▶ **THE TASK**: Below are some records. Quote exactly the lines from the one that contains "the white wall" through the last, both included, and leave out the pictures.

Records from a data source:
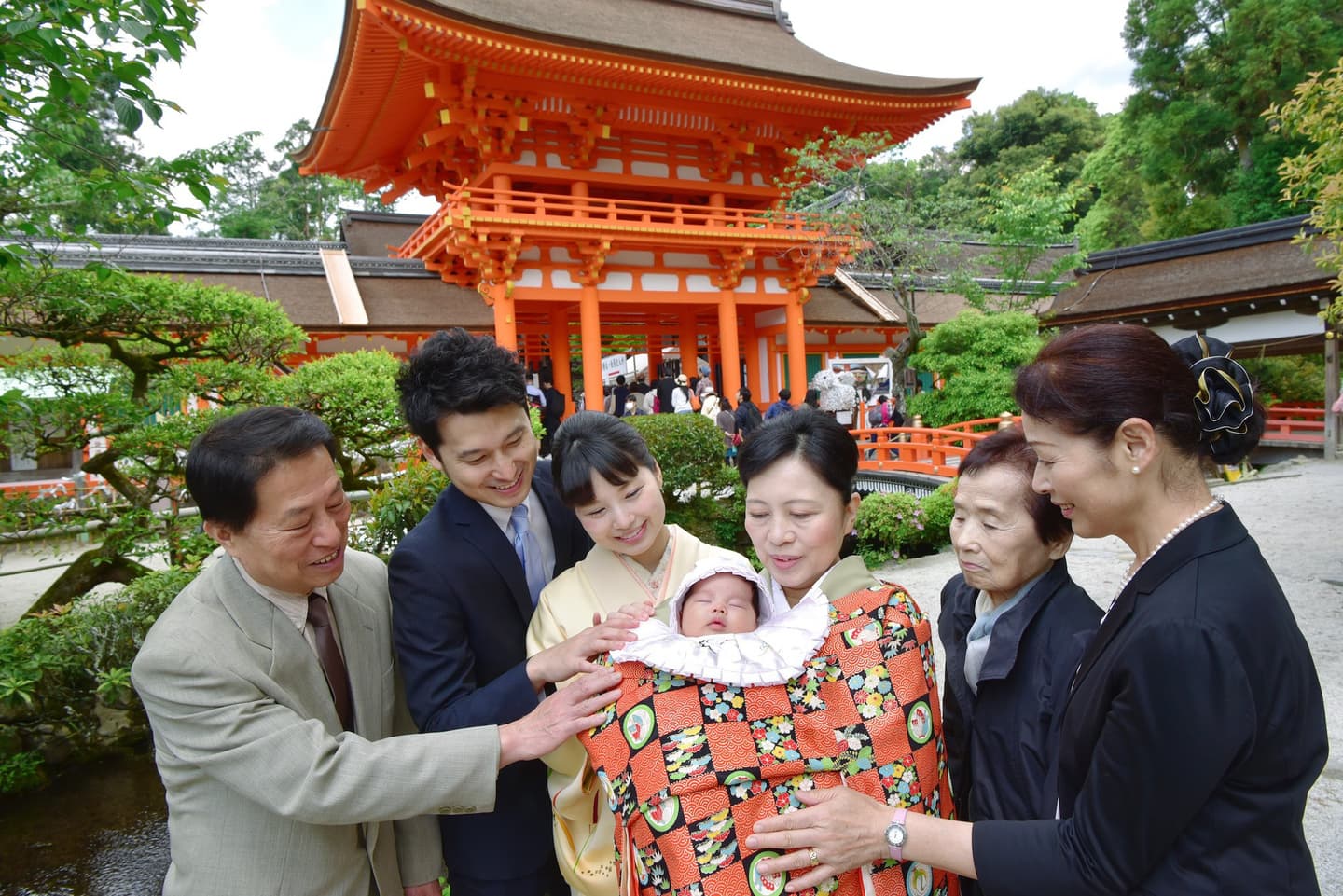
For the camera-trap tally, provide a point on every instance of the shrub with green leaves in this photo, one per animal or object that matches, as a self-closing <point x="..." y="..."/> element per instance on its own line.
<point x="896" y="526"/>
<point x="55" y="668"/>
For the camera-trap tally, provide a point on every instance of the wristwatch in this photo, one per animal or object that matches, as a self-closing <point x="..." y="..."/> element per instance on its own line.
<point x="896" y="834"/>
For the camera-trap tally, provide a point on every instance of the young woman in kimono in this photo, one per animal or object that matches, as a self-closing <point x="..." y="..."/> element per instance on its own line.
<point x="693" y="759"/>
<point x="603" y="470"/>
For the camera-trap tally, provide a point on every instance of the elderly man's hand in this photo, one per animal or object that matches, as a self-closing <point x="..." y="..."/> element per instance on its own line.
<point x="559" y="718"/>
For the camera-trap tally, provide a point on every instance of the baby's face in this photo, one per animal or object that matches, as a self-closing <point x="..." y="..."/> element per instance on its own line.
<point x="722" y="603"/>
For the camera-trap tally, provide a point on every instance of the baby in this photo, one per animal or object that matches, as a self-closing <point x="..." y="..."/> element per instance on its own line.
<point x="724" y="625"/>
<point x="720" y="603"/>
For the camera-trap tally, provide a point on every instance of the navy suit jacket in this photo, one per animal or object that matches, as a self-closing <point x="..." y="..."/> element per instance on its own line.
<point x="1001" y="742"/>
<point x="1189" y="742"/>
<point x="460" y="615"/>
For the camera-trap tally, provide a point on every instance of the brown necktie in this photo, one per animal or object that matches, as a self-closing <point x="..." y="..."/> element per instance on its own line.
<point x="320" y="617"/>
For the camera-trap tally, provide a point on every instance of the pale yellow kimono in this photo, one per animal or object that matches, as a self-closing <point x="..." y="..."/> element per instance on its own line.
<point x="603" y="582"/>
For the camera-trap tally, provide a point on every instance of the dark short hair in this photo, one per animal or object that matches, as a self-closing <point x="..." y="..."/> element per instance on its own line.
<point x="592" y="442"/>
<point x="1009" y="448"/>
<point x="1089" y="380"/>
<point x="815" y="439"/>
<point x="228" y="461"/>
<point x="454" y="372"/>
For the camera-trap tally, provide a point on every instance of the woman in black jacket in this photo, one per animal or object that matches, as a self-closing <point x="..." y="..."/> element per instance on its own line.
<point x="1194" y="724"/>
<point x="1013" y="625"/>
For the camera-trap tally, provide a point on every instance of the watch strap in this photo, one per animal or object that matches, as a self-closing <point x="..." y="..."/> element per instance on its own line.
<point x="899" y="819"/>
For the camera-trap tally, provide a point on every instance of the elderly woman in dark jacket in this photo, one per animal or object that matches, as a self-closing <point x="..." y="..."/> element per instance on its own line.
<point x="1013" y="627"/>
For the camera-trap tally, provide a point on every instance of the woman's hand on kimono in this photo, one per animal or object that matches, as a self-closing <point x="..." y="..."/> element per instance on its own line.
<point x="837" y="831"/>
<point x="575" y="655"/>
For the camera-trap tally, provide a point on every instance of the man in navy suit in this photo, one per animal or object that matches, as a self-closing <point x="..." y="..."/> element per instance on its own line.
<point x="463" y="598"/>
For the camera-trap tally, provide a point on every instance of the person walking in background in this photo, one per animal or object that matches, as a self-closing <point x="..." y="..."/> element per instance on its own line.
<point x="287" y="756"/>
<point x="727" y="422"/>
<point x="704" y="384"/>
<point x="1194" y="724"/>
<point x="618" y="395"/>
<point x="603" y="470"/>
<point x="1013" y="627"/>
<point x="681" y="395"/>
<point x="665" y="387"/>
<point x="747" y="417"/>
<point x="552" y="413"/>
<point x="464" y="586"/>
<point x="782" y="406"/>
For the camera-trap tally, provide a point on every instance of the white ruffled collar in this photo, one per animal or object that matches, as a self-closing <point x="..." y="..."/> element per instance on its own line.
<point x="774" y="653"/>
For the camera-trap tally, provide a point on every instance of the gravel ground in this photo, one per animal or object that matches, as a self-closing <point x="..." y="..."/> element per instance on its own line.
<point x="1295" y="512"/>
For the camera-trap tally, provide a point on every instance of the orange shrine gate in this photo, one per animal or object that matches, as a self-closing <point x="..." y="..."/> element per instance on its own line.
<point x="610" y="167"/>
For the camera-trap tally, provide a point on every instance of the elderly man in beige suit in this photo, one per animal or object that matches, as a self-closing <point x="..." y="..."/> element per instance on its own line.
<point x="281" y="735"/>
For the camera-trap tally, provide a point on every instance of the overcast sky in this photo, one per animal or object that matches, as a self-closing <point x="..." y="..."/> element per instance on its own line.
<point x="262" y="64"/>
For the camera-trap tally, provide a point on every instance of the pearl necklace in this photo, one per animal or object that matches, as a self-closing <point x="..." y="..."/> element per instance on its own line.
<point x="1198" y="515"/>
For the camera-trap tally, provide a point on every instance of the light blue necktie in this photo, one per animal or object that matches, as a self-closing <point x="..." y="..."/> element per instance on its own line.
<point x="528" y="552"/>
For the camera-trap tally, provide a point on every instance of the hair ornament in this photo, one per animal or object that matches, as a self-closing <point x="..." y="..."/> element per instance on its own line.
<point x="1225" y="398"/>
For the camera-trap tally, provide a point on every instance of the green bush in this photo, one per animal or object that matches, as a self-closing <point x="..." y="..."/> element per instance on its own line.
<point x="897" y="526"/>
<point x="21" y="771"/>
<point x="1288" y="379"/>
<point x="686" y="447"/>
<point x="55" y="668"/>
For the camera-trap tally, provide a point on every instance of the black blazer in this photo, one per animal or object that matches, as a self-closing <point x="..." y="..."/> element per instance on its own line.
<point x="460" y="615"/>
<point x="1002" y="742"/>
<point x="1192" y="737"/>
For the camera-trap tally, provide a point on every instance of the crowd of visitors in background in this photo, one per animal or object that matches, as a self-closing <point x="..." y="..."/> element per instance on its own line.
<point x="548" y="686"/>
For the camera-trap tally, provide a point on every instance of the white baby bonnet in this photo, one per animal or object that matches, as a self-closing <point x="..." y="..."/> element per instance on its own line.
<point x="778" y="651"/>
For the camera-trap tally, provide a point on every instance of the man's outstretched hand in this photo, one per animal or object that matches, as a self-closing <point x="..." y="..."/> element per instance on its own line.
<point x="559" y="718"/>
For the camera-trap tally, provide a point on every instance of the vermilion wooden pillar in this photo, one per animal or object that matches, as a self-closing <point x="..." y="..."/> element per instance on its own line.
<point x="796" y="346"/>
<point x="505" y="317"/>
<point x="689" y="346"/>
<point x="728" y="344"/>
<point x="589" y="328"/>
<point x="753" y="348"/>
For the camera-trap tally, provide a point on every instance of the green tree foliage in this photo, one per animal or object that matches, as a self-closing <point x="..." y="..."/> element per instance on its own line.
<point x="1119" y="213"/>
<point x="1287" y="379"/>
<point x="354" y="393"/>
<point x="890" y="207"/>
<point x="976" y="355"/>
<point x="1315" y="175"/>
<point x="110" y="374"/>
<point x="1205" y="70"/>
<point x="271" y="200"/>
<point x="1037" y="130"/>
<point x="1028" y="215"/>
<point x="61" y="66"/>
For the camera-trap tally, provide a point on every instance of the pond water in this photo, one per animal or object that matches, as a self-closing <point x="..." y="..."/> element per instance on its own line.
<point x="97" y="831"/>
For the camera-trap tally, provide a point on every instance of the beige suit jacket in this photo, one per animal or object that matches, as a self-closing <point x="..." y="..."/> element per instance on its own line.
<point x="266" y="793"/>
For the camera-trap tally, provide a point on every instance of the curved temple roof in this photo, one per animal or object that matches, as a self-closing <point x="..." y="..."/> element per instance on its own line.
<point x="717" y="35"/>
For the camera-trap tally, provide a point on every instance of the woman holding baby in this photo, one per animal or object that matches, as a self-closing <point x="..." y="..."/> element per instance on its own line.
<point x="834" y="685"/>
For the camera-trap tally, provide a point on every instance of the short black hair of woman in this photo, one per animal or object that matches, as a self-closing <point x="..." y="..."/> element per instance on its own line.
<point x="228" y="461"/>
<point x="592" y="442"/>
<point x="454" y="372"/>
<point x="815" y="439"/>
<point x="1009" y="448"/>
<point x="1089" y="380"/>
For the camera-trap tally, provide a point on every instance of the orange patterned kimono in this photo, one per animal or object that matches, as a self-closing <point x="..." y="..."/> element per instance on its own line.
<point x="690" y="765"/>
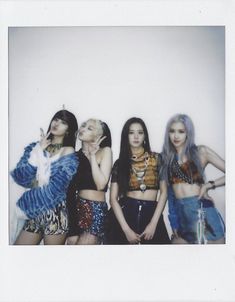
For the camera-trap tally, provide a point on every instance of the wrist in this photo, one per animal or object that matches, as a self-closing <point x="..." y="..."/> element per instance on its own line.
<point x="212" y="184"/>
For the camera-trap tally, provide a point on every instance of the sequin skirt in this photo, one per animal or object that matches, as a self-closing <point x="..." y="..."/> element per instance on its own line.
<point x="89" y="217"/>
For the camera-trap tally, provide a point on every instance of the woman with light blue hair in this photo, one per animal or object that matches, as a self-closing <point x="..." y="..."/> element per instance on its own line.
<point x="192" y="214"/>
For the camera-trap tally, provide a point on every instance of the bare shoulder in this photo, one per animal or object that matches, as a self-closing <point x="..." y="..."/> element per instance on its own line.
<point x="67" y="150"/>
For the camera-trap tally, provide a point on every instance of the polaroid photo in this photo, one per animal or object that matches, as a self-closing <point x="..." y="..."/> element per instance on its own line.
<point x="112" y="61"/>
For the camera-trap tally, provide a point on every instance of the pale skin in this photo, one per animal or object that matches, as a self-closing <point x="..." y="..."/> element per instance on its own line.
<point x="178" y="136"/>
<point x="136" y="139"/>
<point x="90" y="134"/>
<point x="58" y="129"/>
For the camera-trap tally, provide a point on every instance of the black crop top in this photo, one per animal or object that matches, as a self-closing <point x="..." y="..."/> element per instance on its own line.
<point x="83" y="179"/>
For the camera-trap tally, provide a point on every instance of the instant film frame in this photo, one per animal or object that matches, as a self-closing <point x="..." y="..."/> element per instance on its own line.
<point x="145" y="65"/>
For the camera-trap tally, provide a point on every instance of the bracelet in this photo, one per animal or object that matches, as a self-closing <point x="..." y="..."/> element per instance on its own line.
<point x="212" y="184"/>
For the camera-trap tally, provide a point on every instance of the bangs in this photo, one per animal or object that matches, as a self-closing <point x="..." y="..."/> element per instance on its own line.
<point x="62" y="116"/>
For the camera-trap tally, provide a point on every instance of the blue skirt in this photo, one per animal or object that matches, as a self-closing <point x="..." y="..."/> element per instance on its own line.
<point x="199" y="220"/>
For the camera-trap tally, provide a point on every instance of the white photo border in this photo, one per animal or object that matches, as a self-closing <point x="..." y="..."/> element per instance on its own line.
<point x="163" y="273"/>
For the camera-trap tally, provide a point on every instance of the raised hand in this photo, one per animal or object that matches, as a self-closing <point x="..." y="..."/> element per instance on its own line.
<point x="44" y="141"/>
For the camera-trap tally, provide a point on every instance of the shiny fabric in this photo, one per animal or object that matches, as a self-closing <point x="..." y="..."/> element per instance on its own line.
<point x="52" y="222"/>
<point x="83" y="179"/>
<point x="89" y="216"/>
<point x="152" y="174"/>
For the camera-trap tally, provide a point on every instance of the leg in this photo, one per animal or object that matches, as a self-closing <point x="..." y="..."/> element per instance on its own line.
<point x="87" y="238"/>
<point x="55" y="239"/>
<point x="28" y="238"/>
<point x="178" y="240"/>
<point x="219" y="241"/>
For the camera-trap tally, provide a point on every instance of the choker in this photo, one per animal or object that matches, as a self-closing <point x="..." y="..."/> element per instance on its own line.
<point x="52" y="148"/>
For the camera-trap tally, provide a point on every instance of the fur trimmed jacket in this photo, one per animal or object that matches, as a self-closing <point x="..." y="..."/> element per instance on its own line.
<point x="50" y="190"/>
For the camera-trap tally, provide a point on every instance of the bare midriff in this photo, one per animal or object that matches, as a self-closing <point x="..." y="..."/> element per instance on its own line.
<point x="92" y="195"/>
<point x="183" y="190"/>
<point x="147" y="195"/>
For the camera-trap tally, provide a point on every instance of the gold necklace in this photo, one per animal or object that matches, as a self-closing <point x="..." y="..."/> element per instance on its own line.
<point x="140" y="173"/>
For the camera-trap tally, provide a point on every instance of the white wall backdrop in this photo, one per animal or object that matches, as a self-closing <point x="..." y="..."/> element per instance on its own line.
<point x="114" y="73"/>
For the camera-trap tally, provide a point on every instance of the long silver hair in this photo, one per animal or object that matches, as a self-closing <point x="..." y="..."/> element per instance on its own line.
<point x="190" y="150"/>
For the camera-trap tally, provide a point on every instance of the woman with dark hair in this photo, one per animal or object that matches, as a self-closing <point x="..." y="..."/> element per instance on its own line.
<point x="135" y="185"/>
<point x="46" y="169"/>
<point x="86" y="194"/>
<point x="192" y="214"/>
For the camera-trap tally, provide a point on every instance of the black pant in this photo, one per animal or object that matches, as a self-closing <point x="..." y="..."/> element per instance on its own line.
<point x="138" y="214"/>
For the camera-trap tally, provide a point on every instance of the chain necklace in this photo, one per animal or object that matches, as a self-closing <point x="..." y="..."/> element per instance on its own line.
<point x="140" y="173"/>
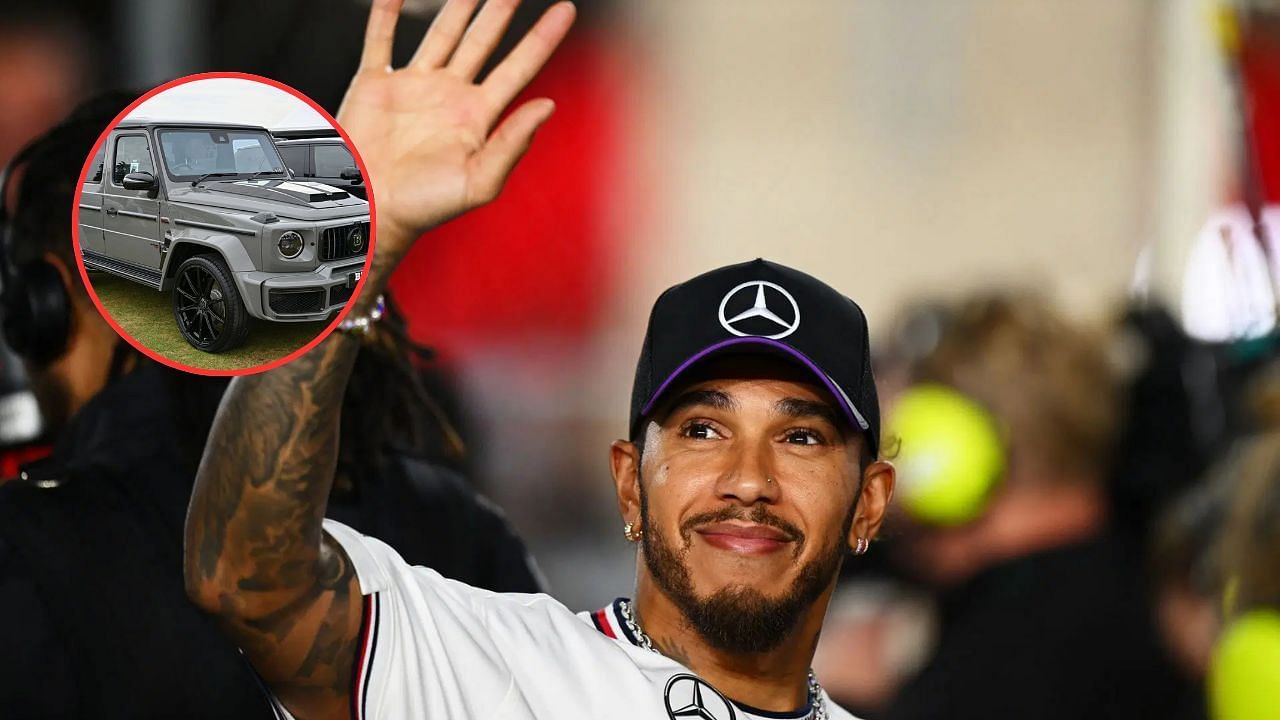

▶ **ANSWER FOR THE TASK**:
For the camera-trap tally, provide a point on every instance of the white wall backdrop in this photo, one per animal or object that matches, as a self-closing <point x="..." y="..."/> element per instance on its own line.
<point x="114" y="73"/>
For the camera-trap tally, provide a point on every instance of the long silver hair in this photo, one per animal or object that matches, as a self-closing <point x="..." y="..."/> element per instance on its own line.
<point x="190" y="150"/>
For the camera-trap tally, provide a point on every instance of the woman with dark hair in this photo, one per animal or object that matches, as a self-closing <point x="..." y="..."/> element per instance on its own line.
<point x="135" y="185"/>
<point x="46" y="169"/>
<point x="86" y="194"/>
<point x="192" y="214"/>
For the camera-trap tally, provide a point on every instance of the black pant in this photo, one per animal or object that matches, as a self-closing <point x="..." y="..."/> element per instance on its own line.
<point x="138" y="214"/>
For the camera-trap tally, provide a point on every instance of the chain necklace in this photo, one per animal or object that matches, as a self-closing <point x="..." y="..."/> element per instance on its own line.
<point x="140" y="173"/>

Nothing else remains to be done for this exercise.